Write out all the entries word for word, but skip any images.

_STORED RECORDS_:
━━━━

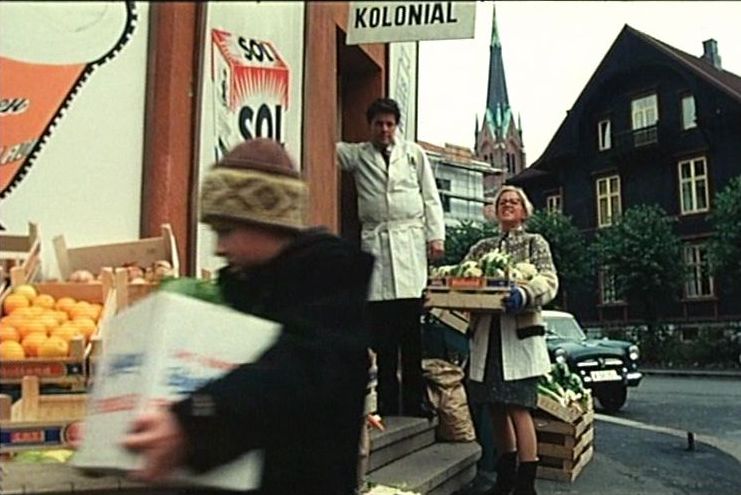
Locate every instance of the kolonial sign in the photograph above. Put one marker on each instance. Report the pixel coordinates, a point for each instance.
(382, 22)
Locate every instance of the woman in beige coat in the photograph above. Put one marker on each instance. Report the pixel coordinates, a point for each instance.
(508, 350)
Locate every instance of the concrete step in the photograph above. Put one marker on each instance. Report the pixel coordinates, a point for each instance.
(438, 469)
(401, 437)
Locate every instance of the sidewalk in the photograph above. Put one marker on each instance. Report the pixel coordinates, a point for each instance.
(692, 372)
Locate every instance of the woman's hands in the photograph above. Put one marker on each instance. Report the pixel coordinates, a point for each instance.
(158, 436)
(515, 300)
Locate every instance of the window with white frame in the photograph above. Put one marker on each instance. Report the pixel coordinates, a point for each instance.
(699, 281)
(688, 112)
(644, 111)
(553, 203)
(693, 185)
(608, 287)
(604, 140)
(608, 200)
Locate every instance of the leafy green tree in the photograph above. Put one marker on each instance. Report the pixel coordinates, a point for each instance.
(725, 245)
(459, 238)
(568, 248)
(643, 253)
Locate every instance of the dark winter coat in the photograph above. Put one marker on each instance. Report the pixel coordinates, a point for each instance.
(302, 401)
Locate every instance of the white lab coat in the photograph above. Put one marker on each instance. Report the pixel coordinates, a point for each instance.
(400, 211)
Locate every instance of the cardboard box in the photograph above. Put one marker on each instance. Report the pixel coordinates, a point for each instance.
(143, 252)
(158, 350)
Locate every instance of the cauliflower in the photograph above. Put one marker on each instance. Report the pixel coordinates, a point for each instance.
(526, 270)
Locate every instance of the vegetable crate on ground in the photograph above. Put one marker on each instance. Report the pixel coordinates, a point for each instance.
(565, 438)
(20, 251)
(70, 372)
(467, 293)
(37, 421)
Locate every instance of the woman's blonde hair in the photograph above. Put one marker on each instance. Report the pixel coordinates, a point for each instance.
(526, 204)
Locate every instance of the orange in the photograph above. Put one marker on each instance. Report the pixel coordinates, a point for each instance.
(64, 303)
(86, 326)
(31, 326)
(53, 347)
(44, 300)
(32, 341)
(61, 316)
(15, 301)
(10, 350)
(67, 331)
(50, 321)
(27, 290)
(25, 312)
(8, 333)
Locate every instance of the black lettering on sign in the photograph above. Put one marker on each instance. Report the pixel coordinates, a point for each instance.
(13, 105)
(360, 18)
(266, 122)
(255, 49)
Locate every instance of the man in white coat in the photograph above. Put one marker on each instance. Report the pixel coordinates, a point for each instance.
(402, 225)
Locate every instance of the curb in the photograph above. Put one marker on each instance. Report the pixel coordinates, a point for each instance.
(696, 373)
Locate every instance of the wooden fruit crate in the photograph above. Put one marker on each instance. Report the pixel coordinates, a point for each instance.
(68, 372)
(143, 252)
(37, 422)
(21, 252)
(467, 293)
(565, 446)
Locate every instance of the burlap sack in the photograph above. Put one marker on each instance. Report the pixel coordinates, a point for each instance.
(448, 396)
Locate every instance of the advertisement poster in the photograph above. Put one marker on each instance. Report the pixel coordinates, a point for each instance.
(251, 86)
(72, 87)
(403, 86)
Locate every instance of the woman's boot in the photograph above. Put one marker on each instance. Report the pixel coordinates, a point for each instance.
(525, 482)
(506, 472)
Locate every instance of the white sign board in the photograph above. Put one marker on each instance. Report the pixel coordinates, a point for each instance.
(382, 22)
(402, 86)
(251, 86)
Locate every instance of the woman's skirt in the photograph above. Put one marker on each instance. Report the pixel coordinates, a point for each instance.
(494, 389)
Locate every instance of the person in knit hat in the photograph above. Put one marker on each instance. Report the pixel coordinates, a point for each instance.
(301, 401)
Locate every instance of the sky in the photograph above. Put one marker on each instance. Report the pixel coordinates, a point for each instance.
(550, 50)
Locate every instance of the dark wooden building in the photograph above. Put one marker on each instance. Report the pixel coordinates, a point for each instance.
(653, 125)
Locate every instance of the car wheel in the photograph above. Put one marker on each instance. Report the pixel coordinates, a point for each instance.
(612, 397)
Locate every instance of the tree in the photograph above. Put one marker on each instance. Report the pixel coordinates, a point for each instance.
(568, 248)
(643, 254)
(725, 244)
(459, 238)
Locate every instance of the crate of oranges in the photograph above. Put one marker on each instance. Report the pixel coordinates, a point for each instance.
(46, 329)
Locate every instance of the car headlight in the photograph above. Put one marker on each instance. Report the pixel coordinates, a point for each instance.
(560, 356)
(634, 353)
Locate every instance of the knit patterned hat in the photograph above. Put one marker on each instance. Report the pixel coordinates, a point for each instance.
(257, 182)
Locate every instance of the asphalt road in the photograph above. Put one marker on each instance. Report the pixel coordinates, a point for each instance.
(643, 449)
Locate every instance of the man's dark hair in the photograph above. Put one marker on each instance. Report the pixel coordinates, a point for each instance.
(383, 105)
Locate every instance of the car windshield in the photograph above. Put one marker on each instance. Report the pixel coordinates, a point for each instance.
(566, 328)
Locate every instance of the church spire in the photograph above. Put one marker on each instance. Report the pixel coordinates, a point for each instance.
(496, 97)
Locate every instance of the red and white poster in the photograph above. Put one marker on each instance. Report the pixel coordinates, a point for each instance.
(251, 85)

━━━━

_THE COMPLETED TASK_:
Locate every instance of the kolonial sign in the photograph above. Put one marker on each instance. Report the pixel coordinates, a point for each instance.
(382, 22)
Locate every instance of the woman in beige coat in the photograph above. Put one marker on each instance. Report the pixel coordinates, a point for each instance.
(508, 350)
Locate every instance of the concrete step in the photograph above. Put one marker on each instance. Report the pixel coordinates, a point for each instance.
(438, 469)
(401, 437)
Locate every instance of the sidewalk in the photograph above. Put one marker on each instance. Report the pixel coordinates, a point for each instance.
(692, 372)
Locate every instance of the woman's hands in the photograph above. Put one marker on each instance. Report the pixel coordinates, a point for each instance.
(158, 436)
(515, 300)
Locate every instance of the window with white frame in the photograph above. Put one marker on each instance. Report the pixel coordinates, a point for each instance.
(699, 281)
(688, 112)
(644, 111)
(553, 203)
(693, 185)
(608, 287)
(604, 140)
(608, 200)
Locate every instance of the leafy green tree in the photograph above. Put one marker on each instance. Report the pixel coordinates, a point for each instance.
(725, 245)
(459, 238)
(568, 248)
(643, 253)
Locate every instance of the dark winter coat in the photograph above. Put one marker on each instance. Report the pixel coordinates, a point for each instance.
(302, 401)
Locate every instance of the white lab coat in the photograph above. Put one marker on each instance. Report the pixel coordinates, a point for each instance.
(400, 211)
Locate every instance of the cardboard box in the photograph above. Put one marker on each instance. Report the pixel coordinates, a point for each instance.
(143, 252)
(158, 350)
Locate every instance of the cauliflower in the photograph above. Put one marker on each instance. Report the pixel coordinates, a point for each instance.
(526, 270)
Locate every instance of the vegetable crate on ground in the photograph above. Put one marker on each instance. Report the pixel coordinates, a point for each instance.
(565, 438)
(20, 251)
(70, 372)
(467, 293)
(37, 421)
Locate every instance of the woman's blonde hair in the photograph above. Put one marker on each instance. Report the pixel coordinates, a point for each instance.
(526, 204)
Locate every instance of the orange in the photograph above. Put one marker on each instance. Report the pixel coordinates, a point for each instance.
(64, 303)
(86, 326)
(31, 326)
(53, 347)
(44, 300)
(32, 341)
(61, 316)
(15, 301)
(10, 350)
(67, 331)
(50, 321)
(27, 290)
(25, 312)
(8, 333)
Locate every instance of the black lettering on sign in the photograph above. Put one marker on each instance. Report the pixel coordinates, a point for each instance.
(13, 105)
(360, 18)
(266, 122)
(255, 49)
Locate every instance of the man in white coat in the photograph above. Put one marker on each instance. Report the pixel coordinates, a point for each instance.
(402, 225)
Locate every instance of the curb in the photograph above. Put one marker on each instance. Report the pixel coordinates, a point for each instance.
(696, 373)
Locate every instance of the wooden fruit crate in the photograph above. Put one marker on each instance. Report the pixel coordinates, a point for each instance.
(68, 372)
(143, 252)
(37, 422)
(21, 252)
(467, 293)
(565, 446)
Locate every instance of the burlap sack in the photograph above. Put one marker on each instance. Report the pixel coordinates, a point for each instance.
(448, 396)
Locate every instance of the advertisement poster in the photograph above. Put one marker on each instance. Report the pixel coordinates, a point for each instance.
(251, 86)
(72, 87)
(403, 86)
Locate every instance of the woman's boot in the photograph above. Put one marker on each instance. Report the pixel coordinates, a point for each instance.
(525, 482)
(506, 472)
Locate every instance of the white sign board in the photograph above. Put one marker on each instance. Report the pixel coordinates, a point for each instance.
(382, 22)
(402, 86)
(251, 86)
Locate every instance of the woman's skirt in the photograph above. Put one marker on each instance. Report the pixel coordinates, a point for each instance.
(494, 389)
Locate every instance of the person in knit hat in the photograph above. Put one marker on each instance. Report the pixel coordinates, a point for each instance.
(301, 401)
Locate every instance of the sky in the photograph above. Put one marker on each instance. Report the pixel coordinates, a point for each instance.
(550, 50)
Locate every instance of the dark wooden building in the photograph above. Put one marker on each instance. Report the pixel coordinates, a point for each instance.
(653, 125)
Locate every instance of the car wheel in the photograph above. Put one marker on each instance. Report the pixel coordinates, a point for each instance.
(612, 397)
Locate every instance of the tree in the photograph above. Put one marker on each instance. Report the pixel coordinates, a point for each instance.
(568, 248)
(643, 254)
(725, 244)
(459, 238)
Locate every instance of the crate of oranges in the photograph above. Put one marker on each instance. Report the pixel coordinates, a point for each instance.
(46, 329)
Locate every instance of the car headlight in the photograph above. Put one marker on each instance. Report the pixel coordinates, a point for each instance.
(560, 356)
(634, 353)
Locate every instance of the knit patterned hat in the photograph above. Put one marker on each instance. Report the pixel coordinates, a point for each instance.
(257, 182)
Locate every instance of the asphalt road in the photograph above. Put one marker on each instance. Report the pixel coordinates, a point for each instance.
(643, 449)
Locate every instance of the man's dark hair in the photograph above. Put one marker on each instance. Report the pixel coordinates, a point for each instance.
(383, 105)
Locate every instance of the car windshield in the photograph above. Put one marker on each instance. Report the pixel coordinates, a point for each instance.
(566, 328)
Locate every instance of the church spire in the photograph above. Put one marker on each instance. Report the pixel coordinates, a point for each instance.
(496, 97)
Locate every instance of the red and white poster in the photograph above. Put one marker on each instance. Report the pixel coordinates, a point for each instance.
(251, 85)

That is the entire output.